### Trecho para leitura
------------

Anuidades para planos CD e CV

As entidades fechadas tem um público muito grande e já pagam grande montante em benefícios. São mais de R$ 80 bilhões por ano em benefícios. E já está no DNA das entidades fechadas a questão da desacumulação das reservas dos participantes. Mas a maioria dos benefícios é paga para os planos de benefício definido, que foram desenhados no século passado. E para os planos CD e CV, para as pessoas que estão em fase de acumulação e que não terão renda vitalícia ou anuidade garantida? Como apoiamos essas pessoas? Essa é a questão que devemos debater e aprofundar. 

 

Novos produtos das seguradoras

É preciso instituir um novo arcabouço legal para permitir o surgimento de novos produtos, principalmente para as seguradoras, que são regidas pelo direito consumerista. Então, é necessário editar uma regulação para criar um arcabouço legal e jurídico para as seguradoras terem condições de desenvolver os contratos. Por outro lado, as fechadas que são regidas pelo direito previdenciário, teremos de trazer esse arcabouço para definir o que pode ser desenvolvido em termos de novos planos. Precisamos criar novas opções principalmente para os participantes de planos CD e CV. Isso tudo faz menos sentido para quem está em planos BD, mas para os planos CD e CV tem muito espaço para novos produtos. Precisamos debater e trazer luz sobre esse assunto.

------------

### Informações fornecidas
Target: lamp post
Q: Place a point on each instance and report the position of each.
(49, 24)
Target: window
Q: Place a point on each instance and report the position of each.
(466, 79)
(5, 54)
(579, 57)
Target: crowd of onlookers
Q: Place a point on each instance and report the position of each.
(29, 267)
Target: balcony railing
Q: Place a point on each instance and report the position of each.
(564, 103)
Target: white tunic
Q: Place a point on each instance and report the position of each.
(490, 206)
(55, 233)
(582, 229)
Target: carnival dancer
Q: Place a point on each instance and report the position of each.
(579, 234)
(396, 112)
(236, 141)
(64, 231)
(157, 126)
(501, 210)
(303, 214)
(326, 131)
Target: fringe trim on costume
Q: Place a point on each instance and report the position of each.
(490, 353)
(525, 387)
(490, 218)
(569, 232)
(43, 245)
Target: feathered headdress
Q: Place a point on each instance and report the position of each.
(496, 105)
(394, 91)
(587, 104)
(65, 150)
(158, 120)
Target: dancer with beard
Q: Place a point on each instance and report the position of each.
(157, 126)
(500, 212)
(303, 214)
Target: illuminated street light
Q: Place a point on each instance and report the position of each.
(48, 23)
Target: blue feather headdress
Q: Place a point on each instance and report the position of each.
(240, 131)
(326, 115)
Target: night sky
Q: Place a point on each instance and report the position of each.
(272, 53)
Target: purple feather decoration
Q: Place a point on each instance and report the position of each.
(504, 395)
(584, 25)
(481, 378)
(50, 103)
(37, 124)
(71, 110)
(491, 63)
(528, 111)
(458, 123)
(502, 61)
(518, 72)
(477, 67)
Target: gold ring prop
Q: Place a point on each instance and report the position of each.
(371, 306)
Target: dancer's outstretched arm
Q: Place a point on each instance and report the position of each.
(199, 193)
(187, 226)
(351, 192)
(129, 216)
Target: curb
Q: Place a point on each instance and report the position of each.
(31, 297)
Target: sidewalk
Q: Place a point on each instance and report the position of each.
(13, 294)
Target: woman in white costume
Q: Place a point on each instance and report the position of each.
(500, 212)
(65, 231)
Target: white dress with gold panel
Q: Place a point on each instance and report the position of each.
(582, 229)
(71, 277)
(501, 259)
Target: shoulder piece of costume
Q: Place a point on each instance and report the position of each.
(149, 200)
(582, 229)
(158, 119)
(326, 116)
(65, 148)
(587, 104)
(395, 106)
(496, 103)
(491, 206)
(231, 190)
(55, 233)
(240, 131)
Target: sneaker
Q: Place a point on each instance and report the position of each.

------------

### Instruções das tarefas
1) Resuma o trecho para leitura em duas frases.
2) Transcreva do trecho para leitura todo o conteúdo que vai de "É preciso instituir" até "sobre esse assunto.".
3) Responda às perguntas a seguir com base no trecho para leitura.
(a) Quanto as entidades fechadas pagam por ano em benefícios?
(b) Por qual direito as seguradoras são regidas?
(c) Por qual direito as entidades fechadas são regidas?

### Respostas por tarefa
1) As entidades fechadas já pagam mais de R$ 80 bilhões por ano em benefícios, a maioria para planos de benefício definido, e é preciso debater como apoiar os participantes de planos CD e CV que não terão renda vitalícia ou anuidade garantida. Para isso, é necessário um novo arcabouço legal que permita novos produtos, tanto nas seguradoras, regidas pelo direito consumerista, quanto nas fechadas, regidas pelo direito previdenciário.

2)
É preciso instituir um novo arcabouço legal para permitir o surgimento de novos produtos, principalmente para as seguradoras, que são regidas pelo direito consumerista. Então, é necessário editar uma regulação para criar um arcabouço legal e jurídico para as seguradoras terem condições de desenvolver os contratos. Por outro lado, as fechadas que são regidas pelo direito previdenciário, teremos de trazer esse arcabouço para definir o que pode ser desenvolvido em termos de novos planos. Precisamos criar novas opções principalmente para os participantes de planos CD e CV. Isso tudo faz menos sentido para quem está em planos BD, mas para os planos CD e CV tem muito espaço para novos produtos. Precisamos debater e trazer luz sobre esse assunto.

3)
(a) Mais de R$ 80 bilhões.
(b) Pelo direito consumerista.
(c) Pelo direito previdenciário.